- [Work to do]
Please set out the records below as a numbered list, leaving out any blank lines.

- [Records to process]
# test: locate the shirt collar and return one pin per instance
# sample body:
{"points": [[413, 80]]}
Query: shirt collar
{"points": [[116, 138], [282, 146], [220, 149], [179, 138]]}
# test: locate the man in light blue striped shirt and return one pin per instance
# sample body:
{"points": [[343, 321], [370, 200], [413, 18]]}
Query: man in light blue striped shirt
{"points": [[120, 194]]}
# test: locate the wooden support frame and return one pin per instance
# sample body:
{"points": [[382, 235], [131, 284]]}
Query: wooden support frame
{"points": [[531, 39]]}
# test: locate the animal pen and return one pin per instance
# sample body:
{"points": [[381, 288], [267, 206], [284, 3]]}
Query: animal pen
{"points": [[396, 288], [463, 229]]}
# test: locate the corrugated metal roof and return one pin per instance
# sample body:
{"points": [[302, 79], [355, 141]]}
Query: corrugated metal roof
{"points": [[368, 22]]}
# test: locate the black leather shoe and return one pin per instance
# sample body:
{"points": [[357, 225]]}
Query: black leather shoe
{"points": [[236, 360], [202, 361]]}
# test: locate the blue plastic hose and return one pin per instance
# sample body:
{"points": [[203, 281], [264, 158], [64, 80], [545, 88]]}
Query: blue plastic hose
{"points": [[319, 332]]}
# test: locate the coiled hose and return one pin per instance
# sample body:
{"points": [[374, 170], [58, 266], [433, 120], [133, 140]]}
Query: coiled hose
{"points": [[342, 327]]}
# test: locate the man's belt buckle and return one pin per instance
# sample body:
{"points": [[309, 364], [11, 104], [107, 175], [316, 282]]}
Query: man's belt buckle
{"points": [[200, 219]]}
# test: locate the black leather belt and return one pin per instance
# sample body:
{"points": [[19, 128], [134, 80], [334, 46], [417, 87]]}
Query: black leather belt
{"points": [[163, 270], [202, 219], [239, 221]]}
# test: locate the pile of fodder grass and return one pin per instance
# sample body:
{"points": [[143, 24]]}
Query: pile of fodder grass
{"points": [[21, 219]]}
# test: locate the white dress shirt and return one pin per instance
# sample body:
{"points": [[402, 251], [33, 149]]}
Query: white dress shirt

- [Response]
1. # test: locate the shirt collar and return one pin per instance
2. # sample body:
3. {"points": [[413, 80]]}
4. Query: shirt collar
5. {"points": [[116, 138], [282, 146], [220, 149], [179, 138]]}
6. # test: locate the man in light blue striped shirt and return one pin per instance
7. # sample body:
8. {"points": [[343, 321], [370, 200], [413, 18]]}
9. Query: man in light blue striped shirt
10. {"points": [[120, 194]]}
11. # test: locate the wooden support frame and return one pin per instance
12. # sample body:
13. {"points": [[382, 235], [131, 284]]}
14. Query: wooden support frame
15. {"points": [[531, 39]]}
16. # test: locate the animal pen and return one pin per instance
17. # sample body:
18. {"points": [[381, 288], [267, 206], [284, 3]]}
19. Query: animal pen
20. {"points": [[396, 288], [463, 229]]}
21. # test: locate the corrugated metal roof and return one pin per instance
22. # sample body:
23. {"points": [[302, 79], [355, 141]]}
24. Query: corrugated metal roof
25. {"points": [[368, 22]]}
26. # test: locate the black leather shoe and return one pin per instance
27. # sample body:
28. {"points": [[357, 225]]}
29. Query: black leather shoe
30. {"points": [[236, 360], [202, 361]]}
31. # test: locate the blue plastic hose and return one pin per instance
32. # sample body:
33. {"points": [[203, 281], [264, 158], [64, 80], [545, 88]]}
34. Query: blue plastic hose
35. {"points": [[319, 332]]}
36. # test: locate the coiled hose and return one pin per instance
37. # sample body:
38. {"points": [[374, 170], [58, 266], [433, 120], [133, 140]]}
39. Query: coiled hose
40. {"points": [[342, 327]]}
41. # test: locate the man's belt buckle and return one pin per instance
42. # sample body:
43. {"points": [[309, 364], [11, 104], [107, 175], [316, 282]]}
44. Query: man's belt buckle
45. {"points": [[200, 219]]}
46. # test: locate the black leather belt and return one pin per instance
47. # sample body:
48. {"points": [[19, 128], [134, 80], [334, 46], [417, 87]]}
49. Query: black leather belt
50. {"points": [[163, 270], [202, 219], [239, 221]]}
51. # test: locate the pile of fodder grass and return one pin per instance
52. # sample body:
53. {"points": [[143, 24]]}
54. Query: pile of fodder grass
55. {"points": [[21, 219]]}
56. # test: locate the white dress shirt and return one pin per instance
57. # sample body:
58. {"points": [[402, 251], [33, 149]]}
59. Query: white dress shirt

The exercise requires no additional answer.